TASK SET:
1: In the blog post about writing, where did W.S. Gilbert buy the sword he plays with in the movie scene?
2: Copy the blog post about writing word for word from "(This post originally" to "of The Mikado.".

PROVIDED PASSAGE:
^^^^

The Spark, the Smile, the Work

(This post originally appeared on the Supernatural Snark Blog)

 

There’s a scene in a wonderful movie, Topsy Turvy, that captures my favourite part of writing.  Jim Broadbent, portraying the nineteenth-century writer of light opera, W.S. Gilbert, is playing with a sword he bought at a Japanese exhibition.  He swings it back and forth, pauses, then a small smile appears, and in his eyes you can see the birth of The Mikado.

That is the best part of writing.  When you have it, in that moment, you are Gilbert – and you are Mozart, Gaugin, and Einstein too.  You are genius.

Granted, the feeling doesn’t last, because now you have to remake that concept using words.  This was no problem for Gilbert.  He seemed to have an inexhaustible supply of lunatic humor under his Victorian tweed – the scene in which Broadbent does a straight-faced reading of The Mikado’s silliness for his partner-composer Sullivan is worth the price of the DVD alone.  Most of us, however, struggle to give some form to our grand ideas.

My YA fantasy novel, City of Demons, started with two such ideas.  The first was from a memory of my own childhood.  I was five years old, and something bad lived in my closet.  I’m sure this was a common problem, perhaps even a cliché for five-year olds across Canada, but it seemed very important and personal to me.  One day, after many weeks of almost, I opened the closet door.  That may have been the bravest thing I have ever done or will do.  It led my adult self to wonder who is more courageous, those who only fight or those who fear and fight – and if the weapon that monsters wield is first and foremost terror, who is best suited to fight it?

^^^^

Saved data entries:

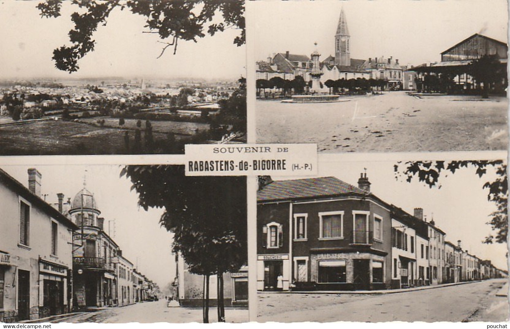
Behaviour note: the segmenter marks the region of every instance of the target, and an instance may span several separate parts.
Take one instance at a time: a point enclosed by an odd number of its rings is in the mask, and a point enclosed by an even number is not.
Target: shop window
[[[328,260],[319,261],[319,283],[341,283],[347,280],[346,261]]]
[[[343,237],[343,211],[319,213],[319,238],[323,239]]]
[[[383,282],[382,262],[372,262],[372,282]]]
[[[307,218],[308,214],[298,213],[294,215],[294,238],[304,240],[307,238]]]
[[[30,233],[30,206],[19,202],[19,243],[29,245]]]

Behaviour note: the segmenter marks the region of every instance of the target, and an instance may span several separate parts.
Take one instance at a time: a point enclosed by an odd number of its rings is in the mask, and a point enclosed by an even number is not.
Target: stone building
[[[0,169],[0,321],[34,320],[72,308],[72,232],[78,227],[41,198],[42,175],[29,188]]]

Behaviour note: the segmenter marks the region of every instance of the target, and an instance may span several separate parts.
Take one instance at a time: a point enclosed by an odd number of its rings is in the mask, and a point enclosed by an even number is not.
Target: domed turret
[[[85,187],[74,196],[69,210],[69,214],[79,226],[82,225],[82,214],[84,225],[97,226],[100,213],[94,195]]]
[[[80,209],[82,208],[82,198],[83,198],[83,208],[99,211],[97,209],[97,204],[96,203],[94,195],[86,188],[84,187],[74,196],[71,203],[71,210]]]

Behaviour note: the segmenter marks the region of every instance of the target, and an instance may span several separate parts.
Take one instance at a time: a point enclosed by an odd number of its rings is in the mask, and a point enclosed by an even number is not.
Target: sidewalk
[[[358,295],[358,294],[368,294],[368,295],[384,295],[390,293],[398,293],[399,292],[407,292],[409,291],[416,291],[417,290],[424,290],[429,289],[435,289],[436,288],[442,288],[443,287],[449,287],[450,286],[456,286],[458,285],[466,284],[468,283],[473,283],[475,282],[481,282],[481,280],[475,280],[473,281],[465,281],[462,282],[455,282],[453,283],[443,283],[432,286],[422,286],[421,287],[414,287],[413,288],[406,288],[405,289],[385,289],[379,290],[307,290],[302,291],[259,291],[259,293],[306,293],[306,294],[337,294],[342,295]]]
[[[24,320],[23,321],[20,321],[18,323],[44,323],[45,322],[50,322],[52,321],[55,321],[56,320],[63,320],[65,319],[70,319],[75,316],[78,316],[79,315],[86,314],[88,313],[89,312],[78,312],[73,313],[65,313],[64,314],[59,314],[59,315],[52,315],[52,316],[48,316],[45,318],[42,318],[41,319],[37,319],[36,320]]]

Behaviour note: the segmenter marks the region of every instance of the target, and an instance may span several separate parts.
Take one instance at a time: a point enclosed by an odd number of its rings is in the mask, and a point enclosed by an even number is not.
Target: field
[[[403,92],[321,103],[256,103],[258,143],[313,143],[327,153],[506,150],[503,97]]]
[[[95,121],[97,119],[91,121]],[[107,119],[105,119],[105,121]],[[118,126],[118,119],[114,120]],[[126,119],[126,127],[136,126],[136,120]],[[197,129],[207,125],[189,122],[151,122],[155,140],[167,138],[169,131],[176,139],[182,135],[192,135]],[[145,123],[142,124],[142,140]],[[126,129],[95,126],[79,122],[43,121],[16,126],[0,127],[0,155],[39,155],[55,154],[126,154],[124,134]],[[130,130],[133,143],[134,131]]]

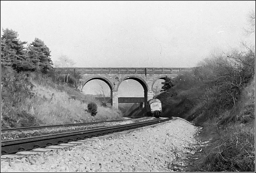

^^^^

RESPONSES BY ITEM NUMBER:
1: At a Japanese exhibition.

2:
(This post originally appeared on the Supernatural Snark Blog)

 

There’s a scene in a wonderful movie, Topsy Turvy, that captures my favourite part of writing.  Jim Broadbent, portraying the nineteenth-century writer of light opera, W.S. Gilbert, is playing with a sword he bought at a Japanese exhibition.  He swings it back and forth, pauses, then a small smile appears, and in his eyes you can see the birth of The Mikado.